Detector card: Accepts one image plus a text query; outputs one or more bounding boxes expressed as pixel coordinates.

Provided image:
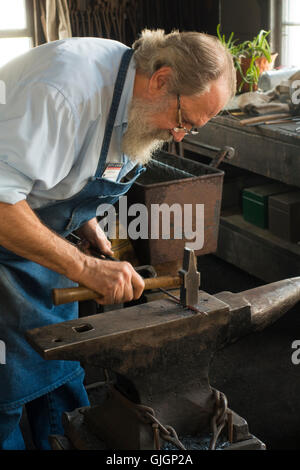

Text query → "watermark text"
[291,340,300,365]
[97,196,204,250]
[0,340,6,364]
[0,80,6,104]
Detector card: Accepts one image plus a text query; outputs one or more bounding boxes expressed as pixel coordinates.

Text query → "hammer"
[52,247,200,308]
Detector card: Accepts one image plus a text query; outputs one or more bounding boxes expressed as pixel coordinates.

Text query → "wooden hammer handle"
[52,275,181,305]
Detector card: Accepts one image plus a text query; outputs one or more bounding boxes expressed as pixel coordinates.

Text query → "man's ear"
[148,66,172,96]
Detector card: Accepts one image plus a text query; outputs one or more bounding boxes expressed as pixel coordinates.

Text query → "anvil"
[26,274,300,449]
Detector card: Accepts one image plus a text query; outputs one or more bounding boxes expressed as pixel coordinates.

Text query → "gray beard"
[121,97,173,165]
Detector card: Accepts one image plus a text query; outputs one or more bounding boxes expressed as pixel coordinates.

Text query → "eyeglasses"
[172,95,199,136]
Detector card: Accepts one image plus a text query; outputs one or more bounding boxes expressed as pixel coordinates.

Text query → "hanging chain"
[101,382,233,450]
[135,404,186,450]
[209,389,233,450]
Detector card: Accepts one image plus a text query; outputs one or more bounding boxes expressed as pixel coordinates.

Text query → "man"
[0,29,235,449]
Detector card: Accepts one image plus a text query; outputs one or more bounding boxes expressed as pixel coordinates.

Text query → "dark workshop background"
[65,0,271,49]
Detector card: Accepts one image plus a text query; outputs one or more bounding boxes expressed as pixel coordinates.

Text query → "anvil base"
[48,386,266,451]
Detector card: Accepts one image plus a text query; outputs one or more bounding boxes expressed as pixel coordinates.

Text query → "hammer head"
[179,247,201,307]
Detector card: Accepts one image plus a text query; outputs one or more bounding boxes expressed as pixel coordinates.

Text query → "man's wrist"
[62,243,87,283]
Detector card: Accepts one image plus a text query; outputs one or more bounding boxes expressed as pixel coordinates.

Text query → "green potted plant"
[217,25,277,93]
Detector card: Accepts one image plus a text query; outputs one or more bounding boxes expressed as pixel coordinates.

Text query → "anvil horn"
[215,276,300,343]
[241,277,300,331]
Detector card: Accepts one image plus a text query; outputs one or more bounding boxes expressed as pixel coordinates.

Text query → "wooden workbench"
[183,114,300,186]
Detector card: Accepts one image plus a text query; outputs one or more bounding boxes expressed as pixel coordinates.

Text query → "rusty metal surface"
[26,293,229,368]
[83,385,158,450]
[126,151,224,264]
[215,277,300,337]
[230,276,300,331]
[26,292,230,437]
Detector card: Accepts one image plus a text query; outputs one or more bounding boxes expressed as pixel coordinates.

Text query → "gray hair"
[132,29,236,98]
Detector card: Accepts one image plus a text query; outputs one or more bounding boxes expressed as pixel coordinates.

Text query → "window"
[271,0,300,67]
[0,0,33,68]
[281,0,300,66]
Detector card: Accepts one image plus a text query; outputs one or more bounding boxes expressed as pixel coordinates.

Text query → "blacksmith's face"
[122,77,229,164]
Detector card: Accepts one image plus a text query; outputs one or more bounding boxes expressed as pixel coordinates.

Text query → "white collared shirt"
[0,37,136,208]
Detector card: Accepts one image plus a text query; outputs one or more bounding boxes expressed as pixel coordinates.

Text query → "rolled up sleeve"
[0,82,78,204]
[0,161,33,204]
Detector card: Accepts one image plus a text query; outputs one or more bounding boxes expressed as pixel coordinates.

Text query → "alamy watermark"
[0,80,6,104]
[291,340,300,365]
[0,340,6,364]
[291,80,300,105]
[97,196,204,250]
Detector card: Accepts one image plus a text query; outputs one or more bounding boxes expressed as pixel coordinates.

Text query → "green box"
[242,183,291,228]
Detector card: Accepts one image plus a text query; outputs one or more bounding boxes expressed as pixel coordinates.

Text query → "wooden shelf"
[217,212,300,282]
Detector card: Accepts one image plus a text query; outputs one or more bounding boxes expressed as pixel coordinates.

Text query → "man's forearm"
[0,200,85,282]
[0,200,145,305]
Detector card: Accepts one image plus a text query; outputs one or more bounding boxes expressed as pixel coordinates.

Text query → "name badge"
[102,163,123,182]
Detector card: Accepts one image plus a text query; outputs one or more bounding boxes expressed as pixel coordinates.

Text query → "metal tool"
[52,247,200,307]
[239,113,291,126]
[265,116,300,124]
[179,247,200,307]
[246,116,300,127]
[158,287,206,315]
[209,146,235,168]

TASK DIRECTIONS ▸ Reproduce the whole listing exactly, but not the images in it.

ANSWER TO THIS TASK ▸
Detector card: Accepts one image plus a text query; outputs one or more bounding boxes expressed as pixel coordinates.

Provided image:

Text query → "watermark text"
[291,340,300,365]
[97,196,204,250]
[0,340,6,364]
[0,80,6,104]
Detector card: Accepts one image plus a text query; outputs one or more bounding boxes expressed as pixel coordinates.

Text query → "hammer"
[52,247,200,308]
Detector card: Accepts one image plus a text query; outputs one or more bounding boxes expressed as pixel coordinates.

Text query → "wooden hammer handle"
[52,275,181,305]
Detector card: Accepts one image plus a text query; outputs one or more bounding boxes expressed as pixel coordinates.

Text query → "man's ear"
[148,66,172,96]
Detector card: Accepts one image plus a text query; outputs one or more bounding boxes expressed as pixel coordinates.

Text query → "anvil"
[26,274,300,449]
Detector card: Accepts one image plus a text query; outputs one or more bounding boxes expressed as pixel coordinates.

Text query → "gray beard"
[121,97,173,165]
Detector card: Accepts one image plus a text query; outputs one or more bounding boxes expressed as pixel coordinates.

Text query → "eyeglasses"
[172,95,199,136]
Detector card: Accepts one image plus a text query; outputs one or more bounding boxes expressed as pixel coordinates.

Text query → "hanging chain"
[101,382,233,450]
[135,404,186,450]
[209,389,233,450]
Detector card: Accepts one image plus a text query; outputs one or more bounding boxes expressed as pixel coordinates.

Text query → "man"
[0,29,235,449]
Detector card: Accepts one image plus a text query; outputs one or more bounding boxes expressed as pixel coordinates.

Text query → "dark workshop background"
[65,0,271,49]
Detector card: Accepts one image plus a text query; outputs one or more bounding boxes expressed as pixel coordinates.

Text query → "anvil base"
[48,386,266,451]
Detector card: Accepts one image plus a text query; outputs one or more bounding boxes expressed as pixel coordinates.

Text query → "hammer head"
[179,247,201,307]
Detector card: Accepts one image plus a text query; outputs one or more bounding boxes expressed as pixel coordinates.

Text query → "man's wrist"
[62,243,87,283]
Detector card: Accepts one image plus a text query; outputs one or more bounding boxes expressed as pixel coordinates.

Text query → "green potted plant"
[217,25,277,93]
Detector card: Accepts one image plus a text query; outputs one or more bounding boxes expressed as pixel coordinates.

Text query → "anvil horn"
[215,276,300,343]
[241,277,300,331]
Detector card: Accepts one image plus a text query; outputs one or more bounding boxes expressed as pixel coordinates.

Text query → "wooden workbench"
[183,114,300,186]
Detector card: Accepts one image plus a text query; outputs one or more bounding boxes expressed as pixel coordinates.

Text query → "rusty metal surface"
[26,293,229,368]
[83,385,158,450]
[126,151,224,264]
[215,277,300,337]
[230,276,300,331]
[26,292,230,437]
Detector card: Accepts one image plus a text query; outputs one or more bounding boxes expressed as pixel coordinates.

Text query → "gray hair"
[132,29,236,98]
Detector card: Accepts one image plus a text query; outputs one or more bounding boxes expressed as pixel coordinates.

Text query → "window"
[271,0,300,67]
[0,0,33,68]
[281,0,300,66]
Detector card: Accepts one image plus a text query; outputs one or more bounding boxes expressed as pixel coordinates.

Text query → "blacksmith's face"
[122,77,229,164]
Detector card: Accepts one image plus a text query; outputs one or more bounding boxes expressed as pixel coordinates.

Text query → "white collared shirt"
[0,37,136,208]
Detector card: Accepts one image plus a text query; outputs one or more bounding boxes expressed as pixel coordinates.

Text query → "rolled up sleeve"
[0,82,78,204]
[0,161,33,204]
Detector card: Accepts one image plus a text query; outputs one or more bounding boxes expressed as pixel coordinates.

Text query → "alamy watermark"
[0,80,6,104]
[291,340,300,365]
[0,340,6,364]
[291,80,300,105]
[97,196,204,250]
Detector card: Accepts one image plus a text query; outputs one or more bounding boxes expressed as pixel coordinates.

Text query → "green box"
[242,183,291,228]
Detector card: Accepts one image plus a text query; outputs one or more bounding boxes expressed as pixel coordinates.

Text query → "wooden shelf"
[217,212,300,282]
Detector card: Accepts one image plus a text query; outputs one or more bounding boxes expressed as pixel coordinates.

Text query → "man's forearm"
[0,200,85,282]
[0,200,145,305]
Detector card: Accepts one image plus a text query; outputs one or more bounding boxes expressed as pixel coordinates.

Text query → "name badge"
[102,163,123,182]
Detector card: Accepts one image plus a text query; outputs one or more bounding boxes expressed as pixel coordinates.

Text query → "metal tool"
[52,247,200,307]
[239,113,291,126]
[265,116,300,124]
[179,247,200,307]
[246,116,300,127]
[158,287,206,315]
[209,146,235,168]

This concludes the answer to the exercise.